# AIM OF THE EXERCISE:
Pick out every line in the entries below that contains the word "boulder" and copy each one.

Labeled-object pointing entries:

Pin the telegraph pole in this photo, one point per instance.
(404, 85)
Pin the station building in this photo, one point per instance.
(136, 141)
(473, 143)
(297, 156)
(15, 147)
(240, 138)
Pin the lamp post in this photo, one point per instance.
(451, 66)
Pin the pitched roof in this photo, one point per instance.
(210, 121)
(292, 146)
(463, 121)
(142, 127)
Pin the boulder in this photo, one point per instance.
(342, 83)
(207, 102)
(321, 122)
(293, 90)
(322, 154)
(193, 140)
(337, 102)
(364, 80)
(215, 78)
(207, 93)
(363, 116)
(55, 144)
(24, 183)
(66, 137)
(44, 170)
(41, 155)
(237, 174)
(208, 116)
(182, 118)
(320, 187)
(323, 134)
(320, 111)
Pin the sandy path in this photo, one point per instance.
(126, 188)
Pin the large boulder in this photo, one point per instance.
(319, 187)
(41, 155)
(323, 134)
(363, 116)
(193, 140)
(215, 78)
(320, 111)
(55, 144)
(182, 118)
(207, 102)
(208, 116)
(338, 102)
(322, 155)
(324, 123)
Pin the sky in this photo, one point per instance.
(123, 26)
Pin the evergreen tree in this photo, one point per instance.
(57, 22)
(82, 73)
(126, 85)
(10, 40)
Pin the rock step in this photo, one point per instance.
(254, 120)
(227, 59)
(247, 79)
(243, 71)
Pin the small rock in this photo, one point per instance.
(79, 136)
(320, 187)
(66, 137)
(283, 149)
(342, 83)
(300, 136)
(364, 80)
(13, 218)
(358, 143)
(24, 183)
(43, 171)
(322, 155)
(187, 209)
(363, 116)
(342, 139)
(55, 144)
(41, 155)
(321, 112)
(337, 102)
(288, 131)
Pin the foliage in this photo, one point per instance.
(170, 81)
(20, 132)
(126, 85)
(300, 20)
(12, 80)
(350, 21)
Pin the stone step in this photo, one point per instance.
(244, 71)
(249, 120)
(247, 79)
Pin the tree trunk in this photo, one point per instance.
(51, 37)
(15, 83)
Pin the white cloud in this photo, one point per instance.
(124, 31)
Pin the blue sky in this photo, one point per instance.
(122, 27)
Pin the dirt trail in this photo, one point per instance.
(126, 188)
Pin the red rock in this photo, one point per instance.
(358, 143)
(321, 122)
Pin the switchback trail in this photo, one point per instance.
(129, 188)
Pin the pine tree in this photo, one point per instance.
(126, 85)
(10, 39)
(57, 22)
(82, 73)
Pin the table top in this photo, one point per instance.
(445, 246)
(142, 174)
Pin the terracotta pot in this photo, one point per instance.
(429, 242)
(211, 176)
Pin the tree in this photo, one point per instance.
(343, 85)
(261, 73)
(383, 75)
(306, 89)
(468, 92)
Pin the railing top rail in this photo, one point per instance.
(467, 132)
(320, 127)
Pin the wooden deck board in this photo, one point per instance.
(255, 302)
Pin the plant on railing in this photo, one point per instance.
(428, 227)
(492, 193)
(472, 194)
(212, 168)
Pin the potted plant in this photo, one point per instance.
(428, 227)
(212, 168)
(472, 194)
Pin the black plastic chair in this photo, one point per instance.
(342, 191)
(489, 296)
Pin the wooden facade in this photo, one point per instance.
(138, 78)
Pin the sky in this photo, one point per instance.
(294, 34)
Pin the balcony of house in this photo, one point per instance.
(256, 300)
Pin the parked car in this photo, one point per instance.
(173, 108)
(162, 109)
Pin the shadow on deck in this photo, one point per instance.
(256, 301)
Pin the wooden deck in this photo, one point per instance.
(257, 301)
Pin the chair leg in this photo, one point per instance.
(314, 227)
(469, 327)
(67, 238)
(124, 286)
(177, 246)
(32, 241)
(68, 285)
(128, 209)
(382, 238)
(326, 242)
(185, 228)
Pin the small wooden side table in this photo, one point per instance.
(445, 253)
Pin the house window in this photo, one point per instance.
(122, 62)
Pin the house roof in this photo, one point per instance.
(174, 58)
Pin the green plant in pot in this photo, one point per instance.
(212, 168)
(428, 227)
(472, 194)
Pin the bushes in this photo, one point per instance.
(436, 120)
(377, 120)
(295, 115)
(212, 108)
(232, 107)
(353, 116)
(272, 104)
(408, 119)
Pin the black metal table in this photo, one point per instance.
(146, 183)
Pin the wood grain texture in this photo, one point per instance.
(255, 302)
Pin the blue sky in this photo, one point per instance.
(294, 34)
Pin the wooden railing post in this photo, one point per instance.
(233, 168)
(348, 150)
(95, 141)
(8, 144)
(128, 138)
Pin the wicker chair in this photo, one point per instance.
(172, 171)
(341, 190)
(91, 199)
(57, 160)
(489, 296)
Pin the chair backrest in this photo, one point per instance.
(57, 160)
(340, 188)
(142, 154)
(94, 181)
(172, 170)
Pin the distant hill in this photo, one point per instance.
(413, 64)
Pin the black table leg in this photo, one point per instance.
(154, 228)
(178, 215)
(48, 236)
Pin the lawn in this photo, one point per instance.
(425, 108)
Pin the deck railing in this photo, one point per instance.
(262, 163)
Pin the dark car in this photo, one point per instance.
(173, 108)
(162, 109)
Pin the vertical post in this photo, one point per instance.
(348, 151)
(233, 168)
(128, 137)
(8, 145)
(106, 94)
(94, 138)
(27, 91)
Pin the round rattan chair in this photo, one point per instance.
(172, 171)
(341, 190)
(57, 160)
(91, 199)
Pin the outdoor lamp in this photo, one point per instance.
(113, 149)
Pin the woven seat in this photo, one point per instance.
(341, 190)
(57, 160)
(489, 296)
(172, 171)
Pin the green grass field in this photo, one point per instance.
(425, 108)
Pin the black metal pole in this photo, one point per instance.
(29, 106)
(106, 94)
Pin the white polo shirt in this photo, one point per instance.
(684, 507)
---
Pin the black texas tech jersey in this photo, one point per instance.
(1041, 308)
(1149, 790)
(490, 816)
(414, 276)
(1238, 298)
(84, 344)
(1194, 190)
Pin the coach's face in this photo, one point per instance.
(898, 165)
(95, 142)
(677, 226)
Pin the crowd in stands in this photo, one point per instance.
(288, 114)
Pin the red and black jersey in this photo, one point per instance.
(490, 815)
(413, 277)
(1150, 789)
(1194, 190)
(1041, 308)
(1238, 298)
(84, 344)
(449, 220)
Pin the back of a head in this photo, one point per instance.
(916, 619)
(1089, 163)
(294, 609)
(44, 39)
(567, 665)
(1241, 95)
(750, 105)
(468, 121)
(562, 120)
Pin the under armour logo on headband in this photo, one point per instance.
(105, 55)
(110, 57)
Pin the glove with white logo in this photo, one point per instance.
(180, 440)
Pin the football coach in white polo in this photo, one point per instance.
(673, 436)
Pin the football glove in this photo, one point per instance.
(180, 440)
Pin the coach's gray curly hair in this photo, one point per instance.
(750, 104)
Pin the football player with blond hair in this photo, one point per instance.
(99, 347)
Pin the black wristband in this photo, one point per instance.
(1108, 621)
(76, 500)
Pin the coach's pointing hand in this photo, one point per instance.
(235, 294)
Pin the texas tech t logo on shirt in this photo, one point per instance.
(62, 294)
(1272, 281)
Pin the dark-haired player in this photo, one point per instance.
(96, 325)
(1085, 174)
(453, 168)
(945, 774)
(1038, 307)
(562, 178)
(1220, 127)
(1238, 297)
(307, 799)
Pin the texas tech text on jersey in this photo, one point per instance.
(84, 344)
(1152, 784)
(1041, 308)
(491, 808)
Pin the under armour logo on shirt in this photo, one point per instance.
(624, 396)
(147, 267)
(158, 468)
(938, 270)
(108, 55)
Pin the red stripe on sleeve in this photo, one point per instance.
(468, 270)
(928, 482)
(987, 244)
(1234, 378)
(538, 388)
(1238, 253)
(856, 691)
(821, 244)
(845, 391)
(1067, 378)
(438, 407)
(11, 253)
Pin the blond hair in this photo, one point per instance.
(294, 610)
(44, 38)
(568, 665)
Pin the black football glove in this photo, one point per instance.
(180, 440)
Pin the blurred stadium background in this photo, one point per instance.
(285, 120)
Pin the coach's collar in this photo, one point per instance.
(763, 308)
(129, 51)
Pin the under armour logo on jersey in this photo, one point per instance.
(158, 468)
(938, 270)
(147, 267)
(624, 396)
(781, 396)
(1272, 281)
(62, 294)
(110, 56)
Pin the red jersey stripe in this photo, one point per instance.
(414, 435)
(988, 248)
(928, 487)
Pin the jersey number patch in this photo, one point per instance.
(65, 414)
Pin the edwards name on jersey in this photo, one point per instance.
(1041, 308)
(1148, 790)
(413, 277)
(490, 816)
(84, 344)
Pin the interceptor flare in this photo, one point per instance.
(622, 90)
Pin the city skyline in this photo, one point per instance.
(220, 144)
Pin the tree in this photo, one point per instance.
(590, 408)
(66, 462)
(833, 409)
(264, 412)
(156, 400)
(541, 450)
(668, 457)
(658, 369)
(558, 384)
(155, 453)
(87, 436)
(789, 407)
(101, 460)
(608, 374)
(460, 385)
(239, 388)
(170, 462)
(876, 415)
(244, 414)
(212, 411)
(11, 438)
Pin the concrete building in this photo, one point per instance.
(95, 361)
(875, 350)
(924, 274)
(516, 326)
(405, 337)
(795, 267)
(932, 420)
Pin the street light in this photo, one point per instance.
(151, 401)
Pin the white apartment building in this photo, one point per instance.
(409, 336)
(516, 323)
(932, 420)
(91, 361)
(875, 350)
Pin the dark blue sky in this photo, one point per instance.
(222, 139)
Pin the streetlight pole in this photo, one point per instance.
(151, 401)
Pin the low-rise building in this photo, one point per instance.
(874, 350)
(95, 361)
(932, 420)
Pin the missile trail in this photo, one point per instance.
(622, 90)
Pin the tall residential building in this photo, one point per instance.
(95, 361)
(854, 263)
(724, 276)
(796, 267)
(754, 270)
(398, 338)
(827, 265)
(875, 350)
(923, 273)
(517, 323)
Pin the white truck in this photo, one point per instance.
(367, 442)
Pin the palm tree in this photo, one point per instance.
* * *
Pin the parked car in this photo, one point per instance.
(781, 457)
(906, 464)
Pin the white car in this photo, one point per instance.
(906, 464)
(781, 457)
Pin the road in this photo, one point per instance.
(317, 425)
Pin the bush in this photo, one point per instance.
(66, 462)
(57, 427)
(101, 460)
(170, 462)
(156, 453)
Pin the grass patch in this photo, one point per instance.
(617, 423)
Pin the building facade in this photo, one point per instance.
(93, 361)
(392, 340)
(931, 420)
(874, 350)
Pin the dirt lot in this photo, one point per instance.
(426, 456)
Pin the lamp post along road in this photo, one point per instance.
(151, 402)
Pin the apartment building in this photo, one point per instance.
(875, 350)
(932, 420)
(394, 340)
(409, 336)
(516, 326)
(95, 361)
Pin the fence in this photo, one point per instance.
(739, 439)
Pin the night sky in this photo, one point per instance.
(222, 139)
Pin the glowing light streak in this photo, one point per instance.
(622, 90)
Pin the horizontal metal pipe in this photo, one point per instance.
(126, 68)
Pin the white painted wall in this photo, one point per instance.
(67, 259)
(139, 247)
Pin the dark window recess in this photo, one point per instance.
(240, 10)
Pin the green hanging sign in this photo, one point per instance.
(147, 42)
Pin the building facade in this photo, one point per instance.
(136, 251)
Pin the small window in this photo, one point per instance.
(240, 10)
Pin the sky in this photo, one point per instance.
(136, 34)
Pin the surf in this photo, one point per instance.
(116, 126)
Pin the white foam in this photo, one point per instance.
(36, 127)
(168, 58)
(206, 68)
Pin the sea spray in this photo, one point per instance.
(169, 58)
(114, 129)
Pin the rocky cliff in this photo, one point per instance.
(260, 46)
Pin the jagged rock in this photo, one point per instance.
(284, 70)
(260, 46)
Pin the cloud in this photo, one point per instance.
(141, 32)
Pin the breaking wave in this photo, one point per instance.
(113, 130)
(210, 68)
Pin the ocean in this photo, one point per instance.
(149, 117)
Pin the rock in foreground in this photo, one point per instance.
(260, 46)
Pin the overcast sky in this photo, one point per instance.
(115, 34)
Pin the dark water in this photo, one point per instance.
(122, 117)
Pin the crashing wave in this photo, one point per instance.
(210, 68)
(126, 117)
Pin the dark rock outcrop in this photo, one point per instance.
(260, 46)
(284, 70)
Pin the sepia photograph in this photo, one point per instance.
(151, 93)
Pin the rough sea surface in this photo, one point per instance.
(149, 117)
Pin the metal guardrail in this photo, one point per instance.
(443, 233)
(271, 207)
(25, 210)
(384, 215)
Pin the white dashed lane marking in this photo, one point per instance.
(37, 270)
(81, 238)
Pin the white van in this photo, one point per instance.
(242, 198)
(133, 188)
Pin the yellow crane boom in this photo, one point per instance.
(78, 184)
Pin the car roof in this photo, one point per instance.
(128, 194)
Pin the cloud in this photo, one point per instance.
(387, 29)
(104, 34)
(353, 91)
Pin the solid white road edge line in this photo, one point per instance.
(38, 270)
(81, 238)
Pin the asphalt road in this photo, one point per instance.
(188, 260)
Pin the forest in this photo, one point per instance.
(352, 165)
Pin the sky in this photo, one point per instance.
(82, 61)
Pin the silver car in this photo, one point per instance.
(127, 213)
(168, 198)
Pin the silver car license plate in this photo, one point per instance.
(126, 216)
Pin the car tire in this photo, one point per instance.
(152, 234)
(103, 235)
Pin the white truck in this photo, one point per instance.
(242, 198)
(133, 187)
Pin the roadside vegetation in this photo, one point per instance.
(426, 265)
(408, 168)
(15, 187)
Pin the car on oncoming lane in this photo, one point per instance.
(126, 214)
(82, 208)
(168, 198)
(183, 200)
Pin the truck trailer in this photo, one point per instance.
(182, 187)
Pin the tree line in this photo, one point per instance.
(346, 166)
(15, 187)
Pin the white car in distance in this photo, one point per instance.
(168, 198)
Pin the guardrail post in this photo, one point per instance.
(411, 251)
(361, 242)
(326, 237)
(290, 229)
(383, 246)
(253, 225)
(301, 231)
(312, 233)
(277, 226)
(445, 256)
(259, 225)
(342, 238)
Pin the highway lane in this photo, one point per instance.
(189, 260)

# TASK OUTPUT:
Pin the boulder in this photo, one point per instance.
Pin the large boulder in this photo, one point per instance.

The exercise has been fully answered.